■ **Texto citado**
============================================================

Por Carlos Ares (*) |
Hay varios en las estaciones de subte, cerca de los túneles
de salida o de combinación con otras líneas. Son cestos de metal gris, de boca
redonda, atornillados a la pared, largos como un cono de helado truncado abajo.
Al pie, en el piso, se lee una pintada que ordena: “Tire aquí su basura”. Para
que no queden dudas, una flecha de color señala hacia el cesto.
Debo reconocer que la primera vez que los vi tuve una
impresión desagradable. ¿A quién se le ocurre? Sonaba demasiado terminante. ¿Mi
basura? ¿Toda mi basura la tengo que tirar acá? Miré a un lado y a otro. Eramos
pocos en el andén, a esa hora. Quizá esperaba que vinieran agentes de la
Metropolitana a obligarme. Imaginé el diálogo con ellos. Yo, con los bolsillos
del saco y del pantalón colgando hacia afuera, después de hacer un bollo con
las servilletas de bar y los papelitos en los que apunto ideas, y ellos
reclamando más. “Vamos, vamos, usted es un hombre grande ya. ¿Vivió siempre
acá?”. Iba a explicarles que no, que hubo una época en la que... Pero me
escuché, resignado, diciendo “sí”. No daba andar contando historias de otro
siglo. “Entonces tiene que tener más basura”, dijo uno de los agentes, “vamos,
revise, confiese, saque, tire”.
Cerré los ojos y quedé a oscuras. En simultáneo, como
fotogramas acelerados para llegar desde mi adolescencia hasta ese andén, traté
de separar los recuerdos reciclables de los inservibles que se habían degradado
y podía descartar. Me volví un experto cartonero de mi propia vida. Familia,
amigos, mujeres, equipos, partidos de fútbol, clubes, bailes, carnavales,
veranos, compañeros de trabajo, exilios, pueblos, ciudades. Los camiones de la
memoria llegaban cargados de residuos orgánicos e inorgánicos que depositaban
en la cinta transportadora de la película.
Había restos de comida, migajas de palabras, puchos,
cenizas, pocillos con restos de café, bollos de papel, fotos ocres, pedazos de
hierros oxidados, hules, astillas, libros descolados, puertas de ropero que
conservaban las páginas de diarios que se usaron para que pudieran cerrarse.

============================================================

■ **Líneas extraídas**
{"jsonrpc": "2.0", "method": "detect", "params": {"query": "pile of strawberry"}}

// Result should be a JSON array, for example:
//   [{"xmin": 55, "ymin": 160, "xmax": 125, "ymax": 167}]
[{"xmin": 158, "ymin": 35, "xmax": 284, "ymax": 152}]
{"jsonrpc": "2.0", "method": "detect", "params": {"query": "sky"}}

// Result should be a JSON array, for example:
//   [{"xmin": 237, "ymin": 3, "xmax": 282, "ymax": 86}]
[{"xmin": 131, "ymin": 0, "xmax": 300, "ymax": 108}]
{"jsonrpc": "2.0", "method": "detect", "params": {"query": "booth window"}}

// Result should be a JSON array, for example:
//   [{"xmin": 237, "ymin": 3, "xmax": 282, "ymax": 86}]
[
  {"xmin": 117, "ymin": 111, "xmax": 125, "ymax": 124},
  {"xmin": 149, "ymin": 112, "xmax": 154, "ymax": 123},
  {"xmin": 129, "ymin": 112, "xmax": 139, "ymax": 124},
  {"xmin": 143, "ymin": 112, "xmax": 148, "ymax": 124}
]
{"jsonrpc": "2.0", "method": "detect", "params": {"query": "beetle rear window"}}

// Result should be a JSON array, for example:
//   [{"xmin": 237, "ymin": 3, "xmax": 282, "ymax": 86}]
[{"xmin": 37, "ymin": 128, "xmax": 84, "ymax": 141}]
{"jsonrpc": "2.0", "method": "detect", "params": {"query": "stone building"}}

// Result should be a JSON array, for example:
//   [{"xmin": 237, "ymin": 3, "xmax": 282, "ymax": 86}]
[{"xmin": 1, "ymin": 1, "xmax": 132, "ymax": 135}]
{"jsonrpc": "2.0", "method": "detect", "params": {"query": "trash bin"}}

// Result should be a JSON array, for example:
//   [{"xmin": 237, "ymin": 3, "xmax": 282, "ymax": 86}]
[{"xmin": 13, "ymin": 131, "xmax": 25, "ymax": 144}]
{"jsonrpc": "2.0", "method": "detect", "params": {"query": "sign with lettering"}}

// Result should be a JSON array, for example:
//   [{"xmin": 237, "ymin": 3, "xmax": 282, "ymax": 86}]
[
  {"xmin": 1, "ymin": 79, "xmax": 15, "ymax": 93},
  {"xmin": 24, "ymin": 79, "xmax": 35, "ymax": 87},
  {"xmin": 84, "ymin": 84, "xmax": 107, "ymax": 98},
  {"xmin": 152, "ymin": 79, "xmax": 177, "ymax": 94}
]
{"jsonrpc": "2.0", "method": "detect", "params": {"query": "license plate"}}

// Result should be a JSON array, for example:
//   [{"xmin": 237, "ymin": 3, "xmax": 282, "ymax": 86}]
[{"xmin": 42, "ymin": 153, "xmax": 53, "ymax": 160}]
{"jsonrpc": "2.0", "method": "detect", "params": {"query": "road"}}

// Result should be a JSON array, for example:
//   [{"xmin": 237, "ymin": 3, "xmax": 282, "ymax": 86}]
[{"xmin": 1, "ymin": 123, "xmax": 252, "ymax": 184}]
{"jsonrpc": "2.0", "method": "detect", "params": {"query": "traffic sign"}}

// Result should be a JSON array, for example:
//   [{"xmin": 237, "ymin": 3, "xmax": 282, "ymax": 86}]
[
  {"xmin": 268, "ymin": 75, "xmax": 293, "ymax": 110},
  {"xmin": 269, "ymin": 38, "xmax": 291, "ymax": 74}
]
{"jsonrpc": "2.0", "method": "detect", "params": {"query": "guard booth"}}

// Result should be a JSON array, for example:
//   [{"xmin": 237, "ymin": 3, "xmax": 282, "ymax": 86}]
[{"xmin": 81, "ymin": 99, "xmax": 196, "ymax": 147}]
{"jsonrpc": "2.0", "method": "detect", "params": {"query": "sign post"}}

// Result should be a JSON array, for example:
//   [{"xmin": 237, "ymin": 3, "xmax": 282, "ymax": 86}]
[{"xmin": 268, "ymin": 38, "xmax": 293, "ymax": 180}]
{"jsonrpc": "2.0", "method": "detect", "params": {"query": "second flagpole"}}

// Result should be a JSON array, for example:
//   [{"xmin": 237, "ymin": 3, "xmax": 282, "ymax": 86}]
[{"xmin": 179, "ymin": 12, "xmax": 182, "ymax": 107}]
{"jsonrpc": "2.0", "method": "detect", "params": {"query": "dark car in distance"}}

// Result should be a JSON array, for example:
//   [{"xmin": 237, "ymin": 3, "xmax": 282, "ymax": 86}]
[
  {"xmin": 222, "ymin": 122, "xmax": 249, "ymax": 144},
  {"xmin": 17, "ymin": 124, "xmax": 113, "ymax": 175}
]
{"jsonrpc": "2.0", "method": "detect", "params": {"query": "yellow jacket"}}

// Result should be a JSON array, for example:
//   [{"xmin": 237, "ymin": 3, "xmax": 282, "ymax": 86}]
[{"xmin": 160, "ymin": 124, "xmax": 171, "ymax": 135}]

============================================================

■ **Ejercicios**
1. En el texto sobre los cestos de basura del subte, ¿qué dice la pintada que está en el piso, al pie de los cestos?
2. Pasa al inglés esta oración del texto sobre los cestos del subte: “Me volví un experto cartonero de mi propia vida.”
3. Sigue escribiendo el texto sobre los cestos de basura del subte a partir de su última oración.

■ **Respuestas**
1. “Tire aquí su basura”.

2. I became an expert cardboard scavenger of my own life.

3.
Podía verlo y olerlo todo. Inclusive, el pestilente aroma del Riachuelo que
envolvía el sur cuando el viento soplaba desde el norte.
De pronto, el traqueteo de la cinta me sobresaltó. Comenzó a
recargarse con episodios sociales. Actos, manifestaciones, bombas de gases,
disparos, reclamos, voces, gritos. “Justicia, justicia, justicia”. La descarga
era imparable. Pasaban cadáveres, fantasmas. Onganía, Lanusse, Vandor, Perón,
López Rega, Firmenich, Isabel, Videla, Galtieri, Herminio Iglesias, Vicco,
Gostanian, Spadone, Kohan, Dromi, Kirchner. Muertos que parecían vivos todavía.
De la Rúa, Aníbal Ibarra, Ruckauf, Menem, Scioli. Cuerpos corruptos, años
descompuestos, esperanzas vencidas, promesas podridas.
Redoblé el esfuerzo de recordar. Me sentía enérgico,
decidido a contener el asco y a barrer con todo. Casi no me daban las manos
para apartar lo que podía servir de lo que ya no tenía reparación. Volcados, de
cabeza, en los cestos pataleaban las piernas de Aníbal Fernández, De Vido,
López, Jaime, Báez. Reaccioné cuando el agente de la Metropolitana me tocó el
hombro. “El gordo ése, el último, no entra, espere que los jueces vengan a
vaciar el cesto, lo deposita nuevamente y sigue con los demás”.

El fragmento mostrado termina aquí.